◆ **Task prompt**
Exactly as given, write out the lines from the one containing "tree above? Mark it with a dot." through the end of the listing, with both ends included and nothing else.

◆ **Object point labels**
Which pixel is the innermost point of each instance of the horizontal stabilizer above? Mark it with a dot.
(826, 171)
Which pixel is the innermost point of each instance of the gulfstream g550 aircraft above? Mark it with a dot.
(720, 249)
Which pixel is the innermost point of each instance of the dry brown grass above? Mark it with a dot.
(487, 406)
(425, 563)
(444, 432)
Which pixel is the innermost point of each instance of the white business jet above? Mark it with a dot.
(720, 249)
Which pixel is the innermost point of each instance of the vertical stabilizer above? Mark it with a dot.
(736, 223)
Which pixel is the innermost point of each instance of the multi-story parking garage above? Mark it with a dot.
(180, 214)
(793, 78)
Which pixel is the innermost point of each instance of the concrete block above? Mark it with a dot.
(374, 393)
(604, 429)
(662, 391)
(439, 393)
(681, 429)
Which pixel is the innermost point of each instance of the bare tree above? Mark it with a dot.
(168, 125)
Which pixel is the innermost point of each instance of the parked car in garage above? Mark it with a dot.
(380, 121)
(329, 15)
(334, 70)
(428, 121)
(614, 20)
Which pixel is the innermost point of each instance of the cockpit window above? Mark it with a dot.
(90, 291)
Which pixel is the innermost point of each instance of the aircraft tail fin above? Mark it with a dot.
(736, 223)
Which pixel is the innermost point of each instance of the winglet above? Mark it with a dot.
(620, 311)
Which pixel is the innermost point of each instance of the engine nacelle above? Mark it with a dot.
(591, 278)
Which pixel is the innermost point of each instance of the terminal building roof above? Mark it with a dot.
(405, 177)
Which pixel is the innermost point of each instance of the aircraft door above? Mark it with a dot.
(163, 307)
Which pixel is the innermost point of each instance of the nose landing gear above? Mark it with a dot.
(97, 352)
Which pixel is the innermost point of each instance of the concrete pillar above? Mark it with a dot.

◆ **Result of the exercise**
Which pixel is the innermost point of each instance of the bare tree above? Mark it with a dot.
(168, 125)
Which pixel is the innermost point of each instance of the parked car in garage above? Mark it with a dot.
(380, 121)
(329, 15)
(334, 70)
(428, 121)
(614, 20)
Which pixel is the innermost point of each instance of the cockpit window above? Mark it with a dot.
(90, 291)
Which pixel is the innermost point of each instance of the aircraft tail fin above? Mark it with a dot.
(736, 223)
Which pixel is the innermost point of each instance of the winglet above? Mark it with a dot.
(620, 311)
Which pixel is the innermost point of each instance of the engine nacelle above? Mark it with a dot.
(591, 278)
Which pixel is the innermost point of each instance of the terminal building roof above? Mark it with a dot.
(405, 177)
Which pixel is the innermost point of each instance of the aircraft door above? Mark it with a dot.
(163, 307)
Which pixel is the innermost point of each instance of the nose landing gear above? Mark it with a dot.
(97, 352)
Which pixel is the innermost point of each instance of the concrete pillar above? Mark it with a dot.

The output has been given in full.